Text shown
+ + +

Mae

This Weekend

Posted on Sun, 08/09/2009 - 22:51

My problem is that I am long winded. Writing a short blog post is hard for me, and feels a bit unsatisfying. Because also my problem is that I like details. I live for details. I live through them. Details take a long time to write down.

Let's just say that this weekend, I managed not to get so drunk I had to lie down on my kitchen floor in the middle of a date. Let's say that I loved sharing a bag of popcorn with J. and giggling through Julie and Julia. Shall we say that I loved too a green-whipped ride along Scott Street one way and then the other, with Mars having risen higher between them. Let us dwell for a moment on the look of pleased surprise on D.Jack's face when I made myself an Unexpected Megan.

Let's say that I had a great time in Kingston at a wonderful brilliant art show. Let us add that I loved drinking beer outside as part of a faggot sidewalk party. Let us commend the homophobe Kingstoners who shouted that at us for their obviously perceptive nature.

To paraphrase -
Meghan: Do you think you have a thing for musicians?
Megan: I've dated about 3 non-musicians since I was 16.

Maybe too let's say that I tried very hard not to be a pill about my travelling arrangements, but that I only half succeeded. We'll say that I learned a few things about how I need to travel if I'm going to a place where the trains and buses run infrequently out of a station that is inexplicably way the fuck up Chebucto. Let us repeat these four words: Chill The Fuck Out.

Let us also ponder Mae's loveliness, the Mae who said "Okay, you should take the train because we probably won't leave for noon and then you'll be stressed and we'll be rushing. And this way you don't have to make small talk."

+ + +

Data lines
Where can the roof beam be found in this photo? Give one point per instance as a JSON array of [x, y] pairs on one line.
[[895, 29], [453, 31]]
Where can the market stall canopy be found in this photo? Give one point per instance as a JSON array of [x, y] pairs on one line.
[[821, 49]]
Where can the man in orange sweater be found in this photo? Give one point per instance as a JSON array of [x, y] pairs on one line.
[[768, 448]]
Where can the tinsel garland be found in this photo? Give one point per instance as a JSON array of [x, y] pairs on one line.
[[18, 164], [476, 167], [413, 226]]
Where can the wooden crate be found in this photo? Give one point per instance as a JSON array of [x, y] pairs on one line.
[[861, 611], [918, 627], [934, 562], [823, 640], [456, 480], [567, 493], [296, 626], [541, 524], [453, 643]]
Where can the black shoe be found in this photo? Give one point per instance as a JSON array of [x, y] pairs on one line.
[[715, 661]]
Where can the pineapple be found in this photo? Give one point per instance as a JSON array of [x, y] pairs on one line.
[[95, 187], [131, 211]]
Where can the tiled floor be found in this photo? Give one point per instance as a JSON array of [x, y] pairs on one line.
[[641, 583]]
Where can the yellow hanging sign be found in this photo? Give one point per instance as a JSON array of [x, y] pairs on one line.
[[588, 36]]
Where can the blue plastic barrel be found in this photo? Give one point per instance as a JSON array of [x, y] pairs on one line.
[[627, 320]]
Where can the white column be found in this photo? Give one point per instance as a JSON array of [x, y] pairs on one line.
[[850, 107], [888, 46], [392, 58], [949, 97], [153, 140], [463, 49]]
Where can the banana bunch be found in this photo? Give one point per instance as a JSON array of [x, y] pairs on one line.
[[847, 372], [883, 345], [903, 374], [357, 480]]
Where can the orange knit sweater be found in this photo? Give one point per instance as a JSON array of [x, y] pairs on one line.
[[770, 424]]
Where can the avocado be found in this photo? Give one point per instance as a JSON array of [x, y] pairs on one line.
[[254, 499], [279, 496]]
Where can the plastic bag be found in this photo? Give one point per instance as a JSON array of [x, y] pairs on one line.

+ + +

Tasks and exercises
a) Echo the stretch of the blog post that begins with the words containing "Let's just say" and ends with "obviously perceptive nature.".
b) List every person's name or initial that appears in the blog post.
c) Translate this sentence from the blog post into Spanish: "Details take a long time to write down."
Use only the blog post as your source.

Answer set
a)
Let's just say that this weekend, I managed not to get so drunk I had to lie down on my kitchen floor in the middle of a date. Let's say that I loved sharing a bag of popcorn with J. and giggling through Julie and Julia. Shall we say that I loved too a green-whipped ride along Scott Street one way and then the other, with Mars having risen higher between them. Let us dwell for a moment on the look of pleased surprise on D.Jack's face when I made myself an Unexpected Megan.

Let's say that I had a great time in Kingston at a wonderful brilliant art show. Let us add that I loved drinking beer outside as part of a faggot sidewalk party. Let us commend the homophobe Kingstoners who shouted that at us for their obviously perceptive nature.

b) Mae, J., D.Jack, Meghan, Megan

c) Los detalles tardan mucho en escribirse.